Rimini Protokoll präsentiert Technikspektakel in Berlin

Nachrichten aus aller Welt auf der Bühne

Von Holger Mehlig

06.01.2008 / PR inside

Berlin (AP) In den russischen Nachrichten wird Präsident Wladimir Putin beim Skifahren gezeigt. In Südamerika ist eine neue
Zellulose-Fabrik in Uruguay ein Topthema. Das pakistanische Fernsehen berichtet über das Eintreffen von Scotland-Yard-Mitarbeitern,
die den Mord an Benazir Bhutto aufklären sollen. Die «Tagesschau» macht damit auf, dass bei der Bahn vorerst nicht gestreikt wird.
Diese Live-Nachrichten werden von Journalisten und Dolmetschern zeitgleich präsentiert und kommentiert.
«Breaking News - Ein Tagesschauspiel» heißt das neue Projekt von der Regietruppe Rimini Protokoll, das am Samstag im Berliner
Theater Hebbel am Ufer Premiere feierte. Präsentiert wird eine unüberschaubare Nachrichtenflut. Die neun Akteure erklären, nach
welchen Kriterien diese Nachrichten in den verschiedenen Ländern ausgewählt werden, zeigen, wie unterschiedlich Themen weltweit
gewichtet und präsentiert werden. Das ist spannend zu beobachten. Zumal, wenn das Technikspektakel fast perfekt inszeniert und
choreografiert ist. Die kleinen Pannen wie Bildausfälle sind geradezu notwendig, zeigen sie doch den Live-Charakter der Performance.
Zwtl: Immer eine fröhliche Nachricht
Die Regisseure Helgard Haug und Daniel Wetzel sind bekannt für Dokumentartheater, sie wollen die Realität auf die Bühne holen und
ersetzen Schauspieler häufig durch Laien - ao auch in «Breaking News». Die Journalisten und Dolmetscher aus Indien, Island,
Kurdistan und Deutschland kommen aus dem realen Leben und berichten über ihren Alltag. «Breaking News», was übersetzt so viel
wie «letzte, aktuellste Meldung» bedeutet, wird an jedem Aufführungstag andere Inhalte haben.

____________

Zu erledigende Aufgaben →
- A) Fasse den Bericht über «Breaking News» in zwei Sätzen zusammen.
- B) Führe den Bericht über «Breaking News» im Anschluss an seinen letzten Satz weiter.
Die Daten sind eigenständiges Material und gehören nicht zum Bericht über «Breaking News».

(Bildgestützte Zeigedaten)
____________

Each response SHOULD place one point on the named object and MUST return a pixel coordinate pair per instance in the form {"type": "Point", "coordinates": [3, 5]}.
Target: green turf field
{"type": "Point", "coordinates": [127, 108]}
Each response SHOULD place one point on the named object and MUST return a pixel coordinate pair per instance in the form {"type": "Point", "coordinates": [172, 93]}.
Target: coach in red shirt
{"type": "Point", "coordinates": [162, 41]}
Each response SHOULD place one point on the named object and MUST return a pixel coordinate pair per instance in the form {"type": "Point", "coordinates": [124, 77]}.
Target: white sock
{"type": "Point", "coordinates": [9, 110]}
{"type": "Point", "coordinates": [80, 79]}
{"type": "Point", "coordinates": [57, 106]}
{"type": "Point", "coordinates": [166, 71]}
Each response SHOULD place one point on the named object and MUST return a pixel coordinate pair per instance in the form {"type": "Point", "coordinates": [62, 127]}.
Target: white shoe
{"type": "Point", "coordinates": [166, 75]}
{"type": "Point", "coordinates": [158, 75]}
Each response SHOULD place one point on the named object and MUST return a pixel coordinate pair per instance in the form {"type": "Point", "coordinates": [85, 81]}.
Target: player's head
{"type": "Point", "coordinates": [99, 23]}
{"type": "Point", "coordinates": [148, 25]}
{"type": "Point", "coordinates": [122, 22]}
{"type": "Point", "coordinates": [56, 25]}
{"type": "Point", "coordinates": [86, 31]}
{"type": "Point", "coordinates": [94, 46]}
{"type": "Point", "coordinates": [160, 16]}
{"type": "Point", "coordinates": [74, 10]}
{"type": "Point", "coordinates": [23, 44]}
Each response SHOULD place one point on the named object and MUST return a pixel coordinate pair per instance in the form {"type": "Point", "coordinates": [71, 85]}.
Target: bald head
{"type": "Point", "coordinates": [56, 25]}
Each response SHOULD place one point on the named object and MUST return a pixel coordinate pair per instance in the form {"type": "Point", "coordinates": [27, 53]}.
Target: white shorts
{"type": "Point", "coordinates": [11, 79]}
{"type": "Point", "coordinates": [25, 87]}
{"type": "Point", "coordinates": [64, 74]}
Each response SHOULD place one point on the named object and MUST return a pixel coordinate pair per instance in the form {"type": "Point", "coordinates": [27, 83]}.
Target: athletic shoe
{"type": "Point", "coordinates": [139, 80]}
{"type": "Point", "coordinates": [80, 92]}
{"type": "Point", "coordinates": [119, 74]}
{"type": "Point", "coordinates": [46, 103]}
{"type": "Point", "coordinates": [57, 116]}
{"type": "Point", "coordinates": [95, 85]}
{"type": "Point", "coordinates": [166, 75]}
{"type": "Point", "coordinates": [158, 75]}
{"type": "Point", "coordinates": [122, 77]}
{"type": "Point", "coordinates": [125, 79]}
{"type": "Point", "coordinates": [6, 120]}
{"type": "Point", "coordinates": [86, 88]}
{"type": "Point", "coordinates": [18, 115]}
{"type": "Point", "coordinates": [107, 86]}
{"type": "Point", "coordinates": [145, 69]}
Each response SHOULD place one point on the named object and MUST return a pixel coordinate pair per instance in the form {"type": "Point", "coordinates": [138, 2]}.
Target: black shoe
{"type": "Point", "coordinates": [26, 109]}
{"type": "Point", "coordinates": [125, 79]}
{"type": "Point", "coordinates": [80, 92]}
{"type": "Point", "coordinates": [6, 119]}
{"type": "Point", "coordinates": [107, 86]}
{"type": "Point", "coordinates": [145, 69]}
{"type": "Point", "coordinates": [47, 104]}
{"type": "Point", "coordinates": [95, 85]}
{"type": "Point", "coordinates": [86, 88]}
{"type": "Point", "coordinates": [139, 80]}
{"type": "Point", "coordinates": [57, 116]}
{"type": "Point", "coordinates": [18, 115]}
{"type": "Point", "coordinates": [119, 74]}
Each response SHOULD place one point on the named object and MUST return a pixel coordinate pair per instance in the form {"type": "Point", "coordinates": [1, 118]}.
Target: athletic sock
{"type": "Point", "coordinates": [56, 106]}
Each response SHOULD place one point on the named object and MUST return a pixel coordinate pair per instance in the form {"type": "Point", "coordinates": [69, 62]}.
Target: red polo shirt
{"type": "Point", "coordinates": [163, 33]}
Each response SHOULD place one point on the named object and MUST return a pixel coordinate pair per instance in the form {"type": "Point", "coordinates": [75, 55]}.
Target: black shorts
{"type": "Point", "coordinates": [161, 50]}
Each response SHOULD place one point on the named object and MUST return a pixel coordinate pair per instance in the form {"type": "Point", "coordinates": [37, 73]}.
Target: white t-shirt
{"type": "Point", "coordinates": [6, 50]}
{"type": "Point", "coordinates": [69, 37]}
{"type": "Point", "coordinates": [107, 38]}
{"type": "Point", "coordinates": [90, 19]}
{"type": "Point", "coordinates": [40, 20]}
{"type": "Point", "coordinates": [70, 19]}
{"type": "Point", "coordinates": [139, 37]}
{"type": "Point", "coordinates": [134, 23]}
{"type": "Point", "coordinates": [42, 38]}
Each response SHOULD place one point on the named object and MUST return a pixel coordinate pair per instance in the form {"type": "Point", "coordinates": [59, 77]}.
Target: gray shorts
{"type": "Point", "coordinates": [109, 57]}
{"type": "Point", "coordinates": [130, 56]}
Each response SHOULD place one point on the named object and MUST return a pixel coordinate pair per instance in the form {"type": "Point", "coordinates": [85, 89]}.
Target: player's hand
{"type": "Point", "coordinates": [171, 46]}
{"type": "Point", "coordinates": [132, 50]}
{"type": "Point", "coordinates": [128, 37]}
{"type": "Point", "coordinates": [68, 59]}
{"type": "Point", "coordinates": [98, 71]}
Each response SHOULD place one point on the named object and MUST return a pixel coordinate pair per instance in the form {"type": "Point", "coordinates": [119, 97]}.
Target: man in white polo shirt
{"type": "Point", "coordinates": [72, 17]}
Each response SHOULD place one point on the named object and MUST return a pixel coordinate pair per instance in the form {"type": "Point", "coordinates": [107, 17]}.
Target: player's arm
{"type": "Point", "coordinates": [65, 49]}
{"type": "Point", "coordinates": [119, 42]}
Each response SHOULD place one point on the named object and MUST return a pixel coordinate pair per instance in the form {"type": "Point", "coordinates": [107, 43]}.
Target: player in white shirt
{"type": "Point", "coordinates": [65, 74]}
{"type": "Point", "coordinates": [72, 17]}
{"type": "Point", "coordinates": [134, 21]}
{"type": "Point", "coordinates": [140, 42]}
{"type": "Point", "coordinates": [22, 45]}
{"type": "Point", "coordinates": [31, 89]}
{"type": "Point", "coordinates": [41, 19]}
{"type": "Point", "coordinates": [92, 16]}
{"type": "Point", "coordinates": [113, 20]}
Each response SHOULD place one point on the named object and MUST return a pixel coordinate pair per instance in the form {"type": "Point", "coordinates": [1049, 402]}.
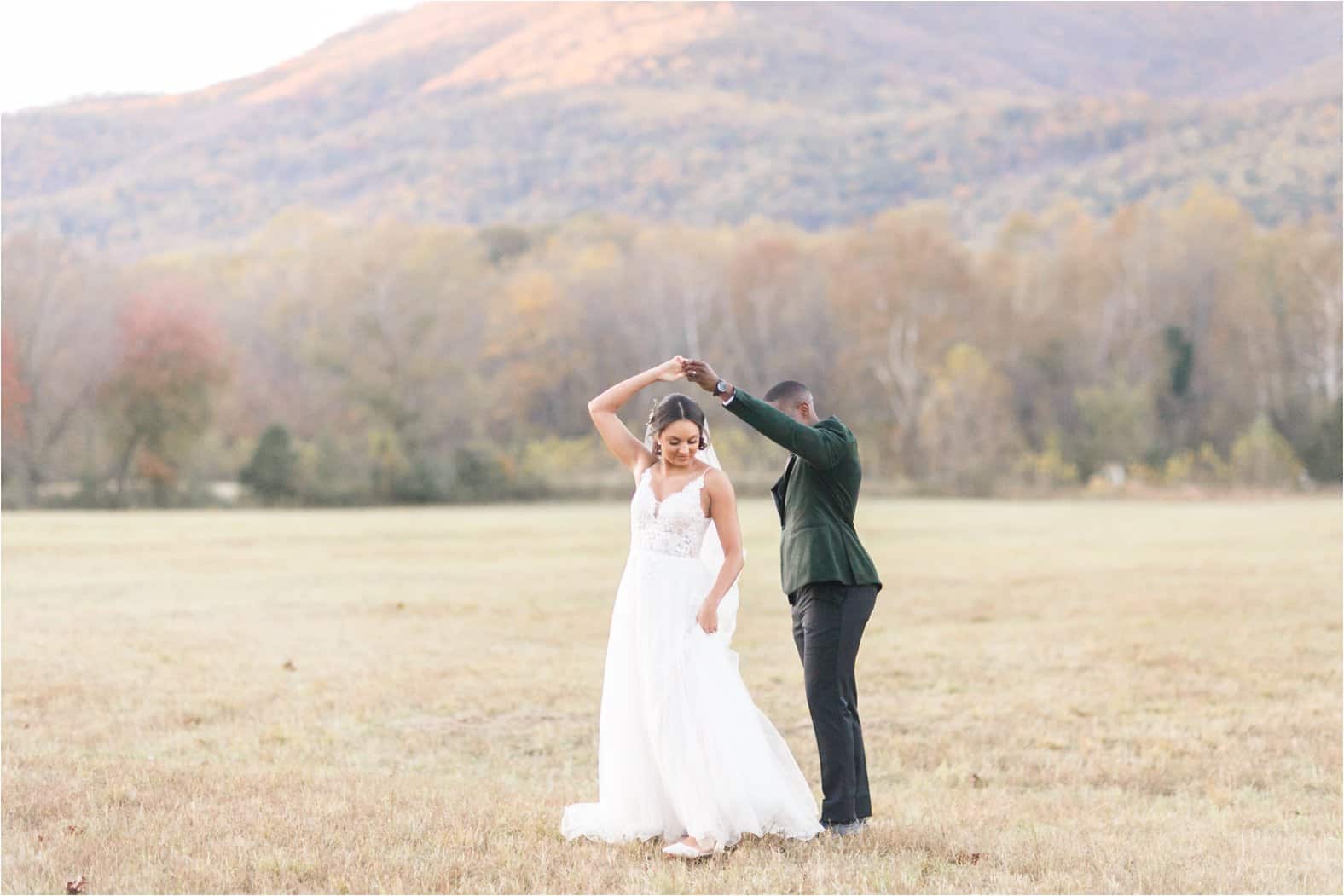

____________

Ergebnisse der Übung →
- A) Das Projekt «Breaking News - Ein Tagesschauspiel» der Regietruppe Rimini Protokoll feierte am Samstag im Berliner Theater Hebbel am Ufer Premiere und zeigt Live-Nachrichten aus aller Welt, die Journalisten und Dolmetscher zeitgleich präsentieren und kommentieren. Die neun Akteure erklären, nach welchen Kriterien Nachrichten in verschiedenen Ländern ausgewählt und wie unterschiedlich Themen gewichtet werden, wobei die Journalisten und Dolmetscher aus Indien, Island, Kurdistan und Deutschland aus dem realen Leben kommen.

- B)
Auf den 24 Monitoren flimmern tatsächlich die 20.00-Uhr-Nachrichtensendungen, die gerade in den verschiedenen Ländern laufen. Die
Akteure kommentieren Ausschnitte der Sendungen auf Zuruf. Die sind erst live, später als Aufzeichnungen zu sehen. Das ist gut in
Szene gesetzt. Hinter einem Mischpult steht quasi als Chef des Ganzen ein Redakteur einer Nachrichtenagentur und entscheidet,
welcher der Akteure nun gerade seine Sendung übersetzt und erläutert - oder über sein eigenes Leben erzählt.
Der isländische Mann erklärt, dass in Island Kriege meist nur zur Nachricht werden, wenn Landsleute vor Ort sind. Zudem gibt es am
Ende der Sendung immer eine fröhliche Nachricht. Der Kurde berichtet, dass ein arabischer Sender nie von «Selbstmordattentätern»
spricht, sondern von «Märtyrern». Von Propaganda solcher Art ist er angewidert.
Über allen sitzt - gottähnlich - ein ehemaliger Afrika-Korrespondent und frustrierter Theaterkritiker, der nicht nur über seine
Erfahrungen als Journalist berichtet, sondern auch Texte aus Aischylos «Die Perser» vorträgt. Auch da geht es um Krieg, Tod und
Mord und Liebe - antike Nachrichten eben.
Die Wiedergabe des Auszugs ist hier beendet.